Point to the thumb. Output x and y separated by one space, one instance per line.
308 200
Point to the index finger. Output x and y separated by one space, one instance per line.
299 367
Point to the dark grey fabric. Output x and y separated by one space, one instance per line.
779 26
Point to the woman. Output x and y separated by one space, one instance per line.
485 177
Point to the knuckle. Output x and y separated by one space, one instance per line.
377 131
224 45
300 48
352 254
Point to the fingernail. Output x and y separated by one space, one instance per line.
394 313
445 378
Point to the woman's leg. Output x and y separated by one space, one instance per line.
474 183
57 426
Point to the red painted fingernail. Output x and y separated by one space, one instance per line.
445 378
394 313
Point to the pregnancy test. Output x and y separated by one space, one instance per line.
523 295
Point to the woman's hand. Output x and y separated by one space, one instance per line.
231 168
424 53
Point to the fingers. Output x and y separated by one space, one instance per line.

_The exercise_. Repeat every item above, requests and all, with 122 added to each x and y coordinate in the answers.

_Answer to the task_.
Point to the thumb. Output x and y separated by one space, one instance per line.
430 322
Point to the index finger. Output x and y separated by one space, one instance per line.
421 489
Point to the dark grey fabric. Output x and y separated by one space, one instance per line.
901 148
Point to the woman. Output x and y separated by one space, one instance per line.
607 299
Point to the knuckle. Output x and y separated by one space, one instance per line.
499 253
346 167
422 170
474 376
Point to the fingernail. Output x and y separated by one space, one instance per line.
516 435
567 500
Point to the woman's leg. Output x and y separated by one space, one instance per line.
596 305
179 548
Point to the red painted fingernail. Output x and y separated by one space, one instance per line.
567 500
516 435
Point to the pregnancy test. Output x and y separated by one space, one instance per line.
645 417
Point to the woman's hand. Output x and y separated by one space, one instance per line.
353 290
546 175
Point to the fingers. Output x and y separated by one space, one instance per line.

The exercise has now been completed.